WHAT YOU ARE ASKED TO DO
The data below is to be retyped exactly, line by line.

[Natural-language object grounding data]
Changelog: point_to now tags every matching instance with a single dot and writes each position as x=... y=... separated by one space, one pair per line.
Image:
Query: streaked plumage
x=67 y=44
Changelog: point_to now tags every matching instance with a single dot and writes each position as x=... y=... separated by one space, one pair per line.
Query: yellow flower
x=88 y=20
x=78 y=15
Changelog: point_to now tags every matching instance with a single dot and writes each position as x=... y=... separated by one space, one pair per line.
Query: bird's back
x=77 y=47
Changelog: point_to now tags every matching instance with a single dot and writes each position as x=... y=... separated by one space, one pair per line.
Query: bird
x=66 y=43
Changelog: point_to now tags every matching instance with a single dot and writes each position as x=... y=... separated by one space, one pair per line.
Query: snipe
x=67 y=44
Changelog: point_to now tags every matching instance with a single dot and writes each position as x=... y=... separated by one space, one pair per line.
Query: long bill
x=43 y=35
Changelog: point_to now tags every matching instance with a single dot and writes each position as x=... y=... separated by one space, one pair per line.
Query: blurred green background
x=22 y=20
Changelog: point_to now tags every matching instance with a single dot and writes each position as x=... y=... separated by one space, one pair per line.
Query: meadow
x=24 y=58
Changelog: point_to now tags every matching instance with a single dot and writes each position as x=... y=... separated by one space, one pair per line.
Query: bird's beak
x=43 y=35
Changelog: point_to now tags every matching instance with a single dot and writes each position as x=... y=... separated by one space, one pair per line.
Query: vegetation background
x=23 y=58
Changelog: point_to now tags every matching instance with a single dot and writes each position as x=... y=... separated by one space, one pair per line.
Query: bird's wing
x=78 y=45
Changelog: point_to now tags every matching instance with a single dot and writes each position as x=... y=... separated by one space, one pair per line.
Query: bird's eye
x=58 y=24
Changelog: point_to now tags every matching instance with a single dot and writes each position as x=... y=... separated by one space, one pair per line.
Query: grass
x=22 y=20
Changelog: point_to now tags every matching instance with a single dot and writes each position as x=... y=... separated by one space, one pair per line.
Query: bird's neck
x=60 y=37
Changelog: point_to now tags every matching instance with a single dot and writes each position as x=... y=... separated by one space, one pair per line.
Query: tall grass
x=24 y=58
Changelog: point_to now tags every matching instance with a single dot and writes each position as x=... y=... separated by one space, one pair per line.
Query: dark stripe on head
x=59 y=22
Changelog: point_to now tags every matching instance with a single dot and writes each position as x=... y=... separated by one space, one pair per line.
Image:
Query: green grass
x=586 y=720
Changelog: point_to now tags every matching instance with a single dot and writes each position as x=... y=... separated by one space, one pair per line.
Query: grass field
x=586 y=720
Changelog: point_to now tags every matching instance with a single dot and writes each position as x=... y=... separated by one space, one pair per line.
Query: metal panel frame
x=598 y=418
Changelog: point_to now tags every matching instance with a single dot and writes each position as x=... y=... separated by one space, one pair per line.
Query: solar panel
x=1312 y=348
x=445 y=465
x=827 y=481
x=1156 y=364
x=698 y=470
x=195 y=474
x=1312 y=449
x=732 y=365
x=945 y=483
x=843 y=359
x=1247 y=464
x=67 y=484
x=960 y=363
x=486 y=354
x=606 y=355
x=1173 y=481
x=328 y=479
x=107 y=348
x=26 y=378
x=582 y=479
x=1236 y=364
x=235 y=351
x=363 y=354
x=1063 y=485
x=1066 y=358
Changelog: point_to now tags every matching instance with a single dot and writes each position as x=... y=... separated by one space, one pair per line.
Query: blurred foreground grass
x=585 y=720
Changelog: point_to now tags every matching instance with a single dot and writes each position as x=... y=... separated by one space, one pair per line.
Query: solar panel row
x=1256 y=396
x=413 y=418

TASK OUTPUT
Changelog: point_to now tags every matching instance with a single dot and writes each position as x=... y=... separated by one space, one pair per line.
Image:
Query: streaked plumage
x=67 y=44
Changelog: point_to now tags every matching instance with a single dot and writes each position as x=... y=... separated by one space, one pair per line.
Query: yellow flower
x=88 y=20
x=78 y=15
Changelog: point_to now tags every matching instance with a single dot and writes each position as x=... y=... separated by one space, one pair per line.
Query: bird's back
x=77 y=47
Changelog: point_to now tags every matching instance with a single dot and writes each position as x=... y=... separated by one space, one pair per line.
Query: bird
x=66 y=43
Changelog: point_to now tags every matching instance with a single dot and writes each position as x=... y=... separated by one space, one pair per line.
Query: snipe
x=67 y=44
Changelog: point_to now tags every matching instance with a single dot and writes each position as x=... y=... separated by one space, one pair per line.
Query: long bill
x=43 y=35
Changelog: point_to now tags every matching instance with a single dot and writes each position as x=... y=... separated by one space, one pair per line.
Query: blurred green background
x=22 y=20
Changelog: point_to now tags every matching instance with a single dot and writes each position as x=... y=... separated by one space, one pair per line.
Query: meadow
x=24 y=58
Changelog: point_to now tags every matching instance with a single dot and writes each position as x=... y=... separated by one space, one pair per line.
Query: bird's beak
x=43 y=35
Changelog: point_to now tags every matching instance with a single dot and writes each position as x=... y=... separated by one space, one pair per line.
Query: vegetation background
x=23 y=58
Changelog: point_to now tags every matching instance with a single dot and writes each position as x=... y=... separated by one space, one pair per line.
Query: bird's wing
x=78 y=45
Changelog: point_to now tags every matching instance with a single dot and writes each position as x=... y=... separated by one space, one pair per line.
Query: bird's eye
x=58 y=24
Changelog: point_to now tags every matching instance with a single dot and writes each position as x=... y=... separated by one space, one pair per line.
Query: grass
x=22 y=20
Changelog: point_to now tags every matching instance with a single dot and writes each position as x=... y=... separated by one space, one pair per line.
Query: bird's neck
x=60 y=37
Changelog: point_to now tags every matching instance with a single dot and writes each position as x=... y=... separated by one space, one pair per line.
Query: tall grass
x=24 y=58
Changelog: point_to now tags every matching instance with a single dot and writes each position as x=... y=... separated by one space, one pair per line.
Query: dark stripe on head
x=59 y=22
Changelog: point_to now tags every matching instance with a single dot and writes each position as x=... y=... separated by one space, one pair per line.
Image:
Query: green grass
x=586 y=720
Changelog: point_to now tags every matching instance with a single dot and writes each position as x=... y=... separated by one space, one pair per line.
Query: grass field
x=586 y=720
Changelog: point_to now tags every matching instance with a single dot and writes each position as x=... y=... separated by one space, one pair per line.
Query: metal panel frame
x=598 y=418
Changelog: point_to now tags every matching instance with a single dot and writes each position as x=... y=... separated by one space, one pair per line.
Query: solar panel
x=1312 y=348
x=445 y=465
x=827 y=481
x=1156 y=364
x=698 y=470
x=195 y=474
x=1312 y=449
x=732 y=365
x=945 y=483
x=843 y=359
x=1247 y=464
x=67 y=484
x=960 y=363
x=486 y=354
x=606 y=355
x=1173 y=481
x=328 y=479
x=107 y=348
x=26 y=378
x=582 y=479
x=1236 y=364
x=235 y=351
x=363 y=354
x=1063 y=485
x=1066 y=358
Changelog: point_to now tags every matching instance with a single dot and writes each position as x=... y=... separated by one space, one pair per line.
Query: blurred foreground grass
x=585 y=720
Changelog: point_to now tags every matching instance with a single dot and writes each position as x=... y=... separated by one space, one pair per line.
Query: solar panel row
x=1256 y=396
x=413 y=418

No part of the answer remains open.